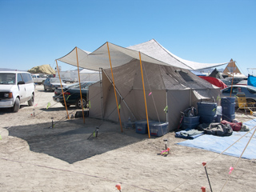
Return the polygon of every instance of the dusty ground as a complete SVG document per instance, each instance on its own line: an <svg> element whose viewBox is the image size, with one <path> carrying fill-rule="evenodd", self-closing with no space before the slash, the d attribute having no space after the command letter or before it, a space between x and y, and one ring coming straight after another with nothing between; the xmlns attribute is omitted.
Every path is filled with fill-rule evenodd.
<svg viewBox="0 0 256 192"><path fill-rule="evenodd" d="M15 114L0 110L0 191L118 191L117 183L122 192L201 191L201 186L210 191L202 162L208 162L213 191L221 191L226 180L222 191L255 191L255 159L241 159L228 177L238 158L176 145L183 139L174 133L148 138L106 122L97 138L88 139L101 120L68 120L52 96L37 86L35 106L26 103ZM158 154L166 138L170 154L164 157Z"/></svg>

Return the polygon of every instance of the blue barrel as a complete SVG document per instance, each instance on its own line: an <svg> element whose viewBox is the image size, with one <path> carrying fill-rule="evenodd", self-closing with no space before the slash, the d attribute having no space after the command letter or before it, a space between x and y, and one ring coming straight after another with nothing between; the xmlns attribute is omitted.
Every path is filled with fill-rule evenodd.
<svg viewBox="0 0 256 192"><path fill-rule="evenodd" d="M198 102L199 122L201 123L210 123L216 118L217 102Z"/></svg>
<svg viewBox="0 0 256 192"><path fill-rule="evenodd" d="M222 107L222 114L234 114L235 98L222 98L221 106Z"/></svg>

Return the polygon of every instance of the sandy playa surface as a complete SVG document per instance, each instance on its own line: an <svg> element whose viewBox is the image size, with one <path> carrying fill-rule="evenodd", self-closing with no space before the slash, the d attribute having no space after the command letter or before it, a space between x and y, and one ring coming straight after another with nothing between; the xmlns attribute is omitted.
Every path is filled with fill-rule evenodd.
<svg viewBox="0 0 256 192"><path fill-rule="evenodd" d="M174 132L148 138L105 122L98 138L87 139L102 121L68 120L53 94L37 86L35 106L25 103L15 114L0 110L0 191L118 191L117 183L122 192L201 191L202 186L210 191L202 162L208 163L213 191L221 191L226 179L222 191L255 191L255 159L242 158L228 177L238 158L176 145L184 139ZM54 129L51 118L57 122ZM158 155L166 138L170 154Z"/></svg>

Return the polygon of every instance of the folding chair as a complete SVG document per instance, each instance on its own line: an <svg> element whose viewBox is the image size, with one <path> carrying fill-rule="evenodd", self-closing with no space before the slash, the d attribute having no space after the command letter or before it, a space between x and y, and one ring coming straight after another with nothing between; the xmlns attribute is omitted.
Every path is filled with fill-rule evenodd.
<svg viewBox="0 0 256 192"><path fill-rule="evenodd" d="M237 94L237 98L238 98L238 109L237 111L240 109L245 110L245 112L246 113L246 110L250 111L250 114L253 114L254 111L253 109L255 109L255 102L247 102L246 97L244 93L238 93Z"/></svg>

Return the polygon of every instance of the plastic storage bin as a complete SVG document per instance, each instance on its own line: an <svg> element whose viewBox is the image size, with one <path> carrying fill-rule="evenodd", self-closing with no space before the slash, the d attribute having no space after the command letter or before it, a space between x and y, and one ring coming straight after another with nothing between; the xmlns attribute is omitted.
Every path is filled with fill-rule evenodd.
<svg viewBox="0 0 256 192"><path fill-rule="evenodd" d="M222 120L232 122L235 118L235 114L222 114Z"/></svg>
<svg viewBox="0 0 256 192"><path fill-rule="evenodd" d="M216 114L217 102L198 102L198 116Z"/></svg>
<svg viewBox="0 0 256 192"><path fill-rule="evenodd" d="M126 122L124 126L126 129L135 129L135 122Z"/></svg>
<svg viewBox="0 0 256 192"><path fill-rule="evenodd" d="M199 122L200 116L194 116L194 117L184 117L183 123L187 124L194 124Z"/></svg>
<svg viewBox="0 0 256 192"><path fill-rule="evenodd" d="M150 123L152 121L149 121L149 123ZM141 120L135 122L135 130L137 134L146 134L148 133L147 130L147 122L146 120Z"/></svg>
<svg viewBox="0 0 256 192"><path fill-rule="evenodd" d="M222 98L222 120L232 122L235 118L235 98Z"/></svg>
<svg viewBox="0 0 256 192"><path fill-rule="evenodd" d="M211 123L216 119L217 102L198 102L200 123Z"/></svg>
<svg viewBox="0 0 256 192"><path fill-rule="evenodd" d="M169 122L153 122L150 123L150 135L161 137L167 134Z"/></svg>
<svg viewBox="0 0 256 192"><path fill-rule="evenodd" d="M200 116L184 117L182 122L182 130L195 129L199 125Z"/></svg>
<svg viewBox="0 0 256 192"><path fill-rule="evenodd" d="M222 98L222 114L234 114L235 98Z"/></svg>

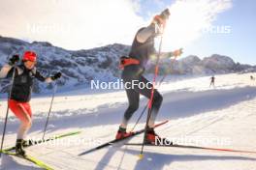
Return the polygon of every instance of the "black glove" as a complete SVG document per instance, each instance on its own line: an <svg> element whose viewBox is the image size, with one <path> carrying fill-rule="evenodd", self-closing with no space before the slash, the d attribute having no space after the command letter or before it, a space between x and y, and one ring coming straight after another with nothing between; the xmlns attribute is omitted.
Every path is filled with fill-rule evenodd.
<svg viewBox="0 0 256 170"><path fill-rule="evenodd" d="M9 64L10 65L15 65L16 62L19 61L19 56L17 54L15 54L11 57L11 59L9 60Z"/></svg>
<svg viewBox="0 0 256 170"><path fill-rule="evenodd" d="M53 76L50 76L50 78L52 79L52 80L56 80L56 79L58 79L58 78L60 78L61 77L61 72L57 72L57 73L55 73Z"/></svg>

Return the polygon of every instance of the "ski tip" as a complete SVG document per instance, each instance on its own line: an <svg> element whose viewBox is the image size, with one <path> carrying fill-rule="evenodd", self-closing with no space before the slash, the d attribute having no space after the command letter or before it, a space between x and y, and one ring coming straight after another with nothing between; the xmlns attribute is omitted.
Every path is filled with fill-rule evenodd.
<svg viewBox="0 0 256 170"><path fill-rule="evenodd" d="M140 154L139 155L139 160L142 160L142 159L144 159L144 155L143 154Z"/></svg>

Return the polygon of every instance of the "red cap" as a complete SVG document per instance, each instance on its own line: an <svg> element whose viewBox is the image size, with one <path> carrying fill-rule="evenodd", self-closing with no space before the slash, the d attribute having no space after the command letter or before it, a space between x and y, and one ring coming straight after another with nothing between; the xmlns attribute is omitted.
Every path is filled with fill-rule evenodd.
<svg viewBox="0 0 256 170"><path fill-rule="evenodd" d="M37 61L37 54L33 51L25 51L23 54L22 61L36 62Z"/></svg>

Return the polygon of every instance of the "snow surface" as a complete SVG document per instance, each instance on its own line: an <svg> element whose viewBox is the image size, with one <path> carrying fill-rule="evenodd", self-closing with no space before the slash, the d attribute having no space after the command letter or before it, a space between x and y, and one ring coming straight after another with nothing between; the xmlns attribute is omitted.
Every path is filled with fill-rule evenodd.
<svg viewBox="0 0 256 170"><path fill-rule="evenodd" d="M216 76L216 87L209 88L209 76L169 76L159 91L164 102L157 121L170 122L156 129L161 136L178 144L256 151L256 81L246 74ZM148 76L150 78L150 76ZM36 96L31 100L34 120L29 137L42 137L50 95ZM144 109L146 99L134 114L131 128ZM0 102L1 129L6 100ZM27 152L54 169L136 169L136 170L253 170L256 155L204 150L145 147L144 158L139 160L141 147L105 148L79 156L100 143L112 140L127 107L123 90L97 91L79 89L57 94L54 99L47 136L81 130L79 135L27 148ZM144 128L145 115L136 128ZM10 112L5 147L13 146L18 121ZM138 135L125 142L142 142ZM2 169L39 169L10 156L3 156Z"/></svg>

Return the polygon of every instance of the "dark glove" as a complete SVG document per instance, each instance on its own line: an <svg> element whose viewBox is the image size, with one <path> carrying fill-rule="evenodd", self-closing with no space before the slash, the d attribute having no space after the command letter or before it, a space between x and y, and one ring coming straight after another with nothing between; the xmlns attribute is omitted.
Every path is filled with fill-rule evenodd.
<svg viewBox="0 0 256 170"><path fill-rule="evenodd" d="M57 73L55 73L53 76L50 76L50 78L52 79L52 80L56 80L56 79L58 79L58 78L60 78L61 77L61 72L57 72Z"/></svg>
<svg viewBox="0 0 256 170"><path fill-rule="evenodd" d="M183 53L183 48L176 49L169 53L169 57L178 57Z"/></svg>
<svg viewBox="0 0 256 170"><path fill-rule="evenodd" d="M15 65L16 62L19 61L19 56L17 54L15 54L11 57L11 59L9 60L9 64L10 65Z"/></svg>

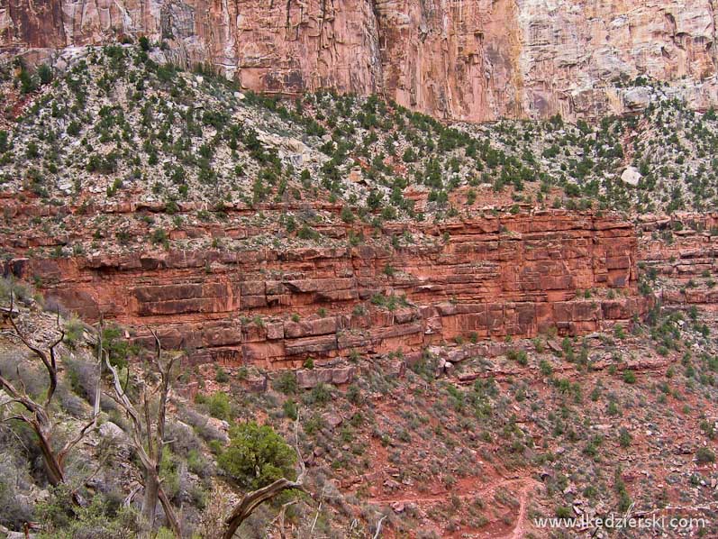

### Requirement
Transcribe the lines of the listing above without alteration, starting with the line that contains "Return the polygon of every instance of the plastic" and continuing through the line that contains "122L153 122L150 123L150", both of these lines included.

### Answer to the exercise
Return the polygon of every instance of the plastic storage bin as a complete SVG document per instance, each instance on its own line: an <svg> element whose viewBox is the image size, with one <path> carrying fill-rule="evenodd", self-closing with no space before the slash, the d attribute having no space after the command letter or before it, a space between x and y, and one ring coming straight after another with nothing between; the xmlns attribute is omitted.
Every path is filled with fill-rule evenodd.
<svg viewBox="0 0 256 192"><path fill-rule="evenodd" d="M222 120L232 122L235 118L235 114L222 114Z"/></svg>
<svg viewBox="0 0 256 192"><path fill-rule="evenodd" d="M216 114L217 102L198 102L198 116Z"/></svg>
<svg viewBox="0 0 256 192"><path fill-rule="evenodd" d="M126 122L124 126L126 129L135 129L135 122Z"/></svg>
<svg viewBox="0 0 256 192"><path fill-rule="evenodd" d="M199 122L200 116L194 116L194 117L184 117L183 123L187 124L194 124Z"/></svg>
<svg viewBox="0 0 256 192"><path fill-rule="evenodd" d="M150 123L152 121L149 121L149 123ZM141 120L135 122L135 130L137 134L146 134L148 133L147 130L147 122L146 120Z"/></svg>
<svg viewBox="0 0 256 192"><path fill-rule="evenodd" d="M222 98L222 120L232 122L235 118L235 98Z"/></svg>
<svg viewBox="0 0 256 192"><path fill-rule="evenodd" d="M211 123L216 119L217 102L198 102L200 123Z"/></svg>
<svg viewBox="0 0 256 192"><path fill-rule="evenodd" d="M169 122L153 122L150 123L150 135L161 137L167 134Z"/></svg>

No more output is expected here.